— begin Extracted records —

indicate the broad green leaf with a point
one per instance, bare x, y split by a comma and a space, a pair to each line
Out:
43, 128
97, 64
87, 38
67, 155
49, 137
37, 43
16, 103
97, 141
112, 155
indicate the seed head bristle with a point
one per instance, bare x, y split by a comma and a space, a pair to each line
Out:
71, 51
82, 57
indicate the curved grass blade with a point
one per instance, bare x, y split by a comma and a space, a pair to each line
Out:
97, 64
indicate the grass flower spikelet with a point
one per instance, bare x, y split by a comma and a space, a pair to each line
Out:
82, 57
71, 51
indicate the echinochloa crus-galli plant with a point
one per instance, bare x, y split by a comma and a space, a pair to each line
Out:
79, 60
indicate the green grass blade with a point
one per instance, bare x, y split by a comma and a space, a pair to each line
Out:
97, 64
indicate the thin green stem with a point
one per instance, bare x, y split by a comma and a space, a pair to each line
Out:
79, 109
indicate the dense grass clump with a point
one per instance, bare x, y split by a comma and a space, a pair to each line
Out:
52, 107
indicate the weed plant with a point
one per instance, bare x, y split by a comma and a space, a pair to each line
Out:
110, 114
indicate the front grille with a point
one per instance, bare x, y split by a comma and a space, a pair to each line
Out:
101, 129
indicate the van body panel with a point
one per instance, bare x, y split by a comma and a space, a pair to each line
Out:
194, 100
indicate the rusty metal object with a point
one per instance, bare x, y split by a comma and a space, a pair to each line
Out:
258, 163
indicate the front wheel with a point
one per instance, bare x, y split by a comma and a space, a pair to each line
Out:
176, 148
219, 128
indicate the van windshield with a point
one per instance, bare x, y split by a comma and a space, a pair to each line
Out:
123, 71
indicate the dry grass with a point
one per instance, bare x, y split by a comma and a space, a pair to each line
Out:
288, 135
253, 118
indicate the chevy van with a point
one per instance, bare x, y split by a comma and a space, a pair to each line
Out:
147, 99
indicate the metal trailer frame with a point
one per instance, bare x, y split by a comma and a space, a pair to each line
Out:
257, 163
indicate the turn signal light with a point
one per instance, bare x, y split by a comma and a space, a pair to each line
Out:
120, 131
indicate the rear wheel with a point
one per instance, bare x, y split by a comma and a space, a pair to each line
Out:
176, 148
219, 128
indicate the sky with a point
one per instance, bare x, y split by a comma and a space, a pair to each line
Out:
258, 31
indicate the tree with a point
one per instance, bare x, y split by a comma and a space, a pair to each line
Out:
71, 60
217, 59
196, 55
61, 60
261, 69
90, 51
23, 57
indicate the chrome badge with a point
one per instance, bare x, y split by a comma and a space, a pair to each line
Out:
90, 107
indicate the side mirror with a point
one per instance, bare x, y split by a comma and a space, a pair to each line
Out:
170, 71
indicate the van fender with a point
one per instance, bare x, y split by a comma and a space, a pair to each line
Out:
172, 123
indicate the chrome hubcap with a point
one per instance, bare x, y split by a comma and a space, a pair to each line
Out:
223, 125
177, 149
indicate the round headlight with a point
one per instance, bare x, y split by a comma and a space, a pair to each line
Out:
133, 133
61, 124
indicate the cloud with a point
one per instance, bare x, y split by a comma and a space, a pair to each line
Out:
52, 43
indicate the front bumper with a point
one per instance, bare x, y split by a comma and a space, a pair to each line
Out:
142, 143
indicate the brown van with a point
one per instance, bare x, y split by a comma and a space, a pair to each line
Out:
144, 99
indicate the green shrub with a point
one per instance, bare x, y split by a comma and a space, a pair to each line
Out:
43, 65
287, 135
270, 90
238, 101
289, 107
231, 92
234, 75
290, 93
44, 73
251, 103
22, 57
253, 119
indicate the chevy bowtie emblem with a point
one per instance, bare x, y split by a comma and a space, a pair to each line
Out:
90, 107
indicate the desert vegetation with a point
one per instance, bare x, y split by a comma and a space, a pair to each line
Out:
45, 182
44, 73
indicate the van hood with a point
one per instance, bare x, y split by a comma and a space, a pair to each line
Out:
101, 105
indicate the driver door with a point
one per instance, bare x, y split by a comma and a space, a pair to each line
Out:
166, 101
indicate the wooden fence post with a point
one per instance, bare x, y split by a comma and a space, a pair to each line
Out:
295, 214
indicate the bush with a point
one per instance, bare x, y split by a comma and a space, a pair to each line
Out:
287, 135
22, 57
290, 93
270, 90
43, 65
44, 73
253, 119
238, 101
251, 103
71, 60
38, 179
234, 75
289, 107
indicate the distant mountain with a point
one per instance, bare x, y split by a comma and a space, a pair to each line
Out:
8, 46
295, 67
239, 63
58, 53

— end Extracted records —

## Do this:
Make an exact copy of the material above.

## Answer for the task:
indicate the broad green leaf with a point
one per instance, bare x, y split by a comma and a space, a pair to each line
Out:
43, 128
97, 64
87, 38
67, 155
49, 137
37, 43
16, 103
97, 141
112, 155
indicate the seed head bristle with a point
one per instance, bare x, y split by a comma and a space, a pair to each line
Out:
71, 51
82, 57
indicate the curved grass blade with a point
one per instance, bare x, y split by a comma and a space, a pair to each line
Out:
97, 64
indicate the grass flower spikelet with a point
one per instance, bare x, y split by a comma and a space, a pair to each line
Out:
82, 57
71, 51
indicate the echinochloa crus-galli plant with a point
one per instance, bare x, y split by a comma and a space, a pair to each line
Out:
79, 60
indicate the green grass blade with a point
one per instance, bare x, y split by a comma and a space, a pair to each line
Out:
97, 64
indicate the thin green stem with a point
one per instance, bare x, y split by a comma and a space, a pair to each line
Out:
79, 109
indicate the dense grass clump with a point
one per instance, bare x, y split by a comma and a space, a pair to each line
Out:
52, 107
indicate the weed plant with a point
one per instance, bare x, y split by a comma and a space, a pair to each line
Out:
110, 114
indicate the front grille with a point
one per instance, bare x, y split by a comma and a space, a pair to each line
Out:
101, 129
indicate the van body panel with a point
one per instance, bare x, y split by a comma and a space, a pair to each line
Out:
194, 100
indicate the rusty metal object with a point
one per instance, bare x, y split by a comma and a space, a pair to each line
Out:
258, 163
indicate the front wheel with a point
one per instance, bare x, y split by a comma and a space, a pair to each line
Out:
176, 148
219, 128
indicate the van windshield with a point
one per instance, bare x, y split by a comma and a space, a pair to each line
Out:
123, 71
indicate the dry grass with a point
one per instance, bare x, y split by a comma and a space, a pair to each line
Out:
288, 135
253, 118
indicate the chevy van with a point
one per instance, bare x, y split by a comma and a space, a pair to each line
Out:
147, 99
indicate the metal trailer frame with a point
one per instance, bare x, y split by a comma and a space, a pair to each line
Out:
257, 163
indicate the turn signal light with a point
one per instance, bare x, y split by a comma and a space, a pair to each line
Out:
120, 131
indicate the rear wheel with a point
one per instance, bare x, y split by a comma and a space, a pair to each line
Out:
176, 148
219, 128
indicate the sky with a point
one per instance, bare x, y split by a comma and a space, a pair to each line
Out:
258, 31
indicate the tree with a point
one per instance, bare x, y split by a comma and a space, a pair to each line
Out:
71, 60
217, 59
196, 55
61, 60
261, 69
90, 51
23, 57
indicate the chrome badge with a point
one per instance, bare x, y split by a comma and a space, a pair to each line
Out:
90, 107
indicate the side mirror with a point
one per instance, bare x, y split by a comma and a space, a pair to each line
Out:
170, 71
indicate the van fender with a point
one per instance, bare x, y split by a comma and a space, a pair to each line
Out:
172, 123
indicate the chrome hubcap with a point
one per instance, bare x, y split by a comma and a space, a pair to each line
Out:
223, 125
177, 149
indicate the round headlight with a point
one per instance, bare x, y split by a comma and a space, a pair to each line
Out:
133, 133
61, 124
indicate the cloud with a point
one per instance, bare x, y split by a comma and a space, a pair to each line
Out:
52, 43
indicate the front bumper with a point
one per instance, bare x, y split by a comma and a space, a pair to each line
Out:
142, 143
indicate the brown van with a point
one per instance, bare x, y split by a comma and a space, a pair to each line
Out:
144, 99
indicate the green shrub with a point
one per instance, bare x, y split by a comma and a space, a pair to each line
Out:
43, 65
287, 135
270, 90
238, 101
289, 107
231, 92
234, 75
290, 93
44, 73
251, 103
22, 57
253, 119
indicate the chevy bowtie emblem with a point
one per instance, bare x, y split by a comma and a space, a pair to each line
Out:
90, 107
indicate the desert vegetation with a point
one per instance, bare x, y split by a comma and a space, a pair to each line
Out:
45, 182
44, 73
indicate the van hood with a point
one per instance, bare x, y split by a comma and a space, a pair to each line
Out:
101, 105
indicate the driver door with a point
one per instance, bare x, y split by a comma and a space, a pair to each line
Out:
166, 101
indicate the wooden fence post with a point
one per instance, bare x, y split by a comma and a space, a pair to each line
Out:
295, 214
indicate the bush with a point
one per instance, bare x, y split by a comma and a space, a pair to each line
Out:
287, 135
22, 57
290, 93
270, 90
43, 65
44, 73
253, 119
238, 101
251, 103
71, 60
38, 179
234, 75
289, 107
indicate the distant mountain with a point
one per instance, bare x, y split by a comma and a space, a pair to each line
Out:
8, 46
295, 67
239, 63
58, 53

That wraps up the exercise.